───── SELECTED PASSAGE ─────
If you release a helium balloon, it soars upward and eventually pops. Explain this behavior.

Short Answer

Expert verified
The helium balloon soars upward due to the principle of buoyancy, as helium is lighter and less dense than air, resulting in a net upward force. As the balloon rises, it experiences decreasing air pressure and temperature, causing the helium molecules inside to move apart and the balloon's volume to increase. This continuous expansion weakens the balloon, while the decrease in temperature causes the material to contract, adding stress. Eventually, the stress on the material becomes too great, causing the balloon to pop.

Step by step solution

01

Understand the Principle of Buoyancy

Buoyancy is the force that allows objects to float in fluids, such as gases and liquids, and this force is determined by the difference in pressure on the upper and lower surfaces of an object. Archimedes' principle states that an object submerged in a fluid will experience an upward force (buoyant force) equal to the weight of the fluid displaced by the object. In the case of a helium balloon, the fluid is air, and the buoyancy force counters the force of gravity, making the balloon float.
02

Compare the Densities of Helium and Air

The buoyant force that a helium balloon experiences is determined by the difference in density between helium and air. Helium is a lighter gas compared to air because of its atomic composition, with its density being approximately 0.1664 grams per liter, while air has a density of 1.225 grams per liter at sea level and 20 degrees Celsius temperature. Since helium is less dense than air, it will experience a greater buoyant force, causing the balloon to float and rise.
─────
EXERCISE A: In one to three sentences, explain why a released helium balloon rises, according to the helium balloon passage.
EXERCISE B: What density does the helium balloon passage give for air, and under what conditions?
The listing is separate material, unrelated to the helium balloon passage.
───── ENTRIES PROVIDED ─────
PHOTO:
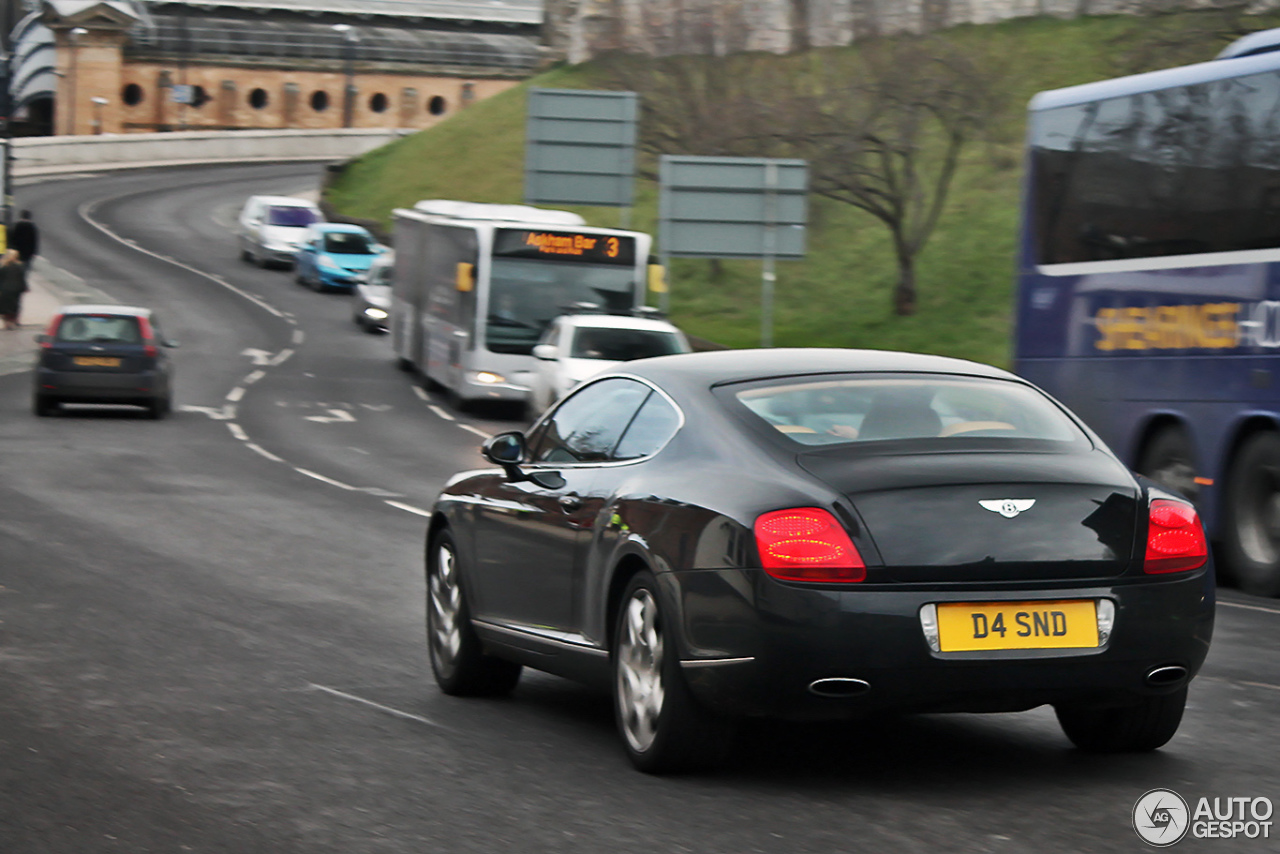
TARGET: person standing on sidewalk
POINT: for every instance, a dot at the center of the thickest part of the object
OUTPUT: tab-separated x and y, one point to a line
24	237
13	284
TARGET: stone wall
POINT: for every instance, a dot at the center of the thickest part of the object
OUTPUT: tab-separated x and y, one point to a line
579	30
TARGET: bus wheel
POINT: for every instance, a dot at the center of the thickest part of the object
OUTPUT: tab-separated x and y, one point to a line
1169	460
1252	525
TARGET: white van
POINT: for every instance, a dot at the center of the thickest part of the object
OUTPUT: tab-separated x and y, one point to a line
272	228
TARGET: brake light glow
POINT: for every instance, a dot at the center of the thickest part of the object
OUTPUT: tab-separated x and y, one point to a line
1175	538
807	544
50	332
145	325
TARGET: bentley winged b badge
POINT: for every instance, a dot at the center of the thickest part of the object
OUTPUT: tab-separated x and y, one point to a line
1008	507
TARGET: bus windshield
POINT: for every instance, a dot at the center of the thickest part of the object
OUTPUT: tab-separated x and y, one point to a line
525	295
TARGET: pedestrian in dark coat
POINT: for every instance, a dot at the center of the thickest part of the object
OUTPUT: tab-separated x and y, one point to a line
13	284
24	237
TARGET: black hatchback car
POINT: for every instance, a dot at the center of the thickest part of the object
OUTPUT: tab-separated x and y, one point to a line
104	355
819	534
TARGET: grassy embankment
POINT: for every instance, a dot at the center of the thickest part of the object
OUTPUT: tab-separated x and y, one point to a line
840	295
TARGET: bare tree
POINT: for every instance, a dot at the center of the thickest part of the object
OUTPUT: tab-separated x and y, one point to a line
882	128
885	131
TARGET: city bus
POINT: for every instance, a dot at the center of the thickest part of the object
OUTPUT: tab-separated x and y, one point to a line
475	286
1148	282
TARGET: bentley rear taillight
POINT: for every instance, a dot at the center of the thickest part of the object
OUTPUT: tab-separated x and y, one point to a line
807	544
1175	539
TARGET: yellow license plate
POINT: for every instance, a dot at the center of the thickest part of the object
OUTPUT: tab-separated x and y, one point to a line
967	626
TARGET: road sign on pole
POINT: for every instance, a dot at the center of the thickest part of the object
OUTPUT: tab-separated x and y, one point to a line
743	208
580	147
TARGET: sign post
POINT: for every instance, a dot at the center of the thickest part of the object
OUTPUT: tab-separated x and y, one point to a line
754	208
580	149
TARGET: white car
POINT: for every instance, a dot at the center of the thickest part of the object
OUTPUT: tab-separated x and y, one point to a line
576	347
371	301
272	228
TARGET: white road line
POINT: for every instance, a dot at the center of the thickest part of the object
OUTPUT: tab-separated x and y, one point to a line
261	451
86	213
1248	607
391	711
410	508
1274	688
323	479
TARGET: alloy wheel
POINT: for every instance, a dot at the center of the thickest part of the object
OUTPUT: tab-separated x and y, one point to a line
639	672
446	603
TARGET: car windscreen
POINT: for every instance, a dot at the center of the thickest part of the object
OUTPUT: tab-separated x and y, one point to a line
291	217
101	329
347	243
942	410
622	345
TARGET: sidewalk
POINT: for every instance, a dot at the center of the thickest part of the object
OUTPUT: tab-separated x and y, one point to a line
49	288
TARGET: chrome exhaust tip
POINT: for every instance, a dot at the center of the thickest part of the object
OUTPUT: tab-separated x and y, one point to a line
839	686
1166	676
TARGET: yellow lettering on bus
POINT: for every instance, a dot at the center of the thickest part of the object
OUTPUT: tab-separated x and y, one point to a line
1212	325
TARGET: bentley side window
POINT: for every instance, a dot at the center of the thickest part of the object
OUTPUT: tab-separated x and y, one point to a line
650	429
586	427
─────
EXERCISE RESULT A: Helium is lighter and less dense than air, so the balloon experiences a buoyant force that counters gravity and produces a net upward force. This buoyant force equals the weight of the air the balloon displaces.

EXERCISE RESULT B: 1.225 grams per liter at sea level and 20 degrees Celsius.